The deportation to the Andamans started in 1858 with the political prisoners of what Vinayak Damodar Savarkar called the Indian War of Independence 1857, in which Mangal Pandey became the first martyr on 10th May 1857. This struggle was founded both on religious and political grounds to resist the cruel suppression let loose by the East India Company (EIC). Freedom fighters were obliterated in thousands. There was hardly any region in northern India where corpses were not hanging from gallows, which reminded the people about the wrath of the government: Thousands were sentenced to imprisonment by holding fake trials.

The exact number of freedom fighters who were expatriated to the Andamans cannot be determined for lack of relevant records.

Sadly, all the names of the freedom fighters of 1857 deported to the Andamans are not available, but a few of them have come to light through the official record in the archives or memoirs and biographies of the individuals.

Two names are, however, mentioned in Dr. J.P Walker's letter to the Government of India in 1858. One of them was Narain sentenced for life on 31st July 1857 to transportation for having agitated sedition against the British rule in the cantonment of Dinapore (Danapur, Bihar). As his plan fell flat, he was arrested and transported to the Andamans. On the fourth day of Narain's arrival, he tried to escape from the Chatham Island by swimming to the mainland Port Blair (At that time Chatham was a separate island but has since been connected with Port Blair by a bridge) and had almost succeeded. He was fired upon, and was made to alter his course. Narain was captured by Boat's crew. He was sentenced to death and hanged on the same day. Narain was the first to go to the gallows in the Andamans. The other was Naranjan Singh who was convicted in Bengal for absconding. He was sentenced to expatriation for life and was sent to the Andamans. He hung himself on Ross Island on 14th March 1858.

▶ **GIVEN INFORMATION**
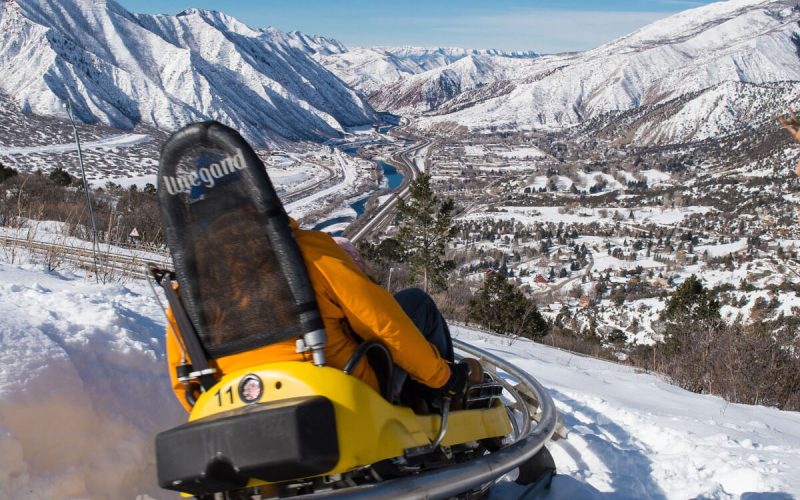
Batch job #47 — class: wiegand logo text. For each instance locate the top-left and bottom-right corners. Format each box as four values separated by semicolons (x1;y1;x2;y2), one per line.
161;149;245;194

▶ **EXERCISE TASK**
Resume the account of the 1857 freedom fighters deported to the Andamans, writing on from its final sentence.

▶ **ANSWER TO THE PROBLEM**
Dudhnath Tewari : There is also the authentic record of who was a sepoy of 14 Regiment of Bengal Native Infantry. He was convicted of mutiny and desertion and was sentenced on 27th September 1857 by the commissioner at Jhelum to transportation for life with labour in fetters. Dudhnath reached Port Blair by Roman Emperor from Karachi on 6th April 1858, and was allotted the number 276. He escaped from Ross Island on 23rd April 1858 along with ninety other convicts upon rafts built from "felled trees bound together with tent ropes". Some of them were killed by the aborigines while the others died of starvation. Only Dudhnath, though wounded, pulled through the attacks. He had suffered a fall, from where he was taken by the aborigines to their fold and they ultimately developed a friendship with him.

Tewari lived with them for about a year and married two girls of their clan. He became a sort of authority on the aborigines of the Andamans, having communicated with them probably in their own language. He returned to the convict station on 17th May 1859 and gave prior information to the Britishers of the planned attack by the aborigines on them. The British prepared with prior notice and rebuffed the attack of the aborigines which was known as "the battle of Aberdeen". As a result Dudhnath Tiwari was given a 'free pardon' by the Government of India on 5th October I860.

Alatna Fazlul Huq was a maulvi from Khairabad (Sitapur District, Uttar Pradesh). He had resigned from the office of sarishtadar of Delhi Residency to join the revolt. He had framed the constitution of independent Delhi. After the fall of Delhi, he returned to Khairabad but was captured and deported off to the Andamans in 1858 where he breathed his last. He was a friend of Mirza Galib, the famous Urdu poet and the latter has gloriously mentioned the transportation of Fazlul Huq to the Andamans in his writings.

Liaqat AH was a maulvi from Allahabad who had donned the leadership of rebel army there. After his defeat on 12th July 1857 he escaped with his wife and a few followers to Bombay via Sachin (near Surat). But before he could board the ship for Haj he was captured and transported to the Andamans where he died.

Syed Alaud-Din was also a maulvi. He was one of those who had attacked the Hyderabad Residency on 17th July 1857. He was transported to the Andamans on 28th June 1859 where he expired in 1884, a little before he could complete his sentence.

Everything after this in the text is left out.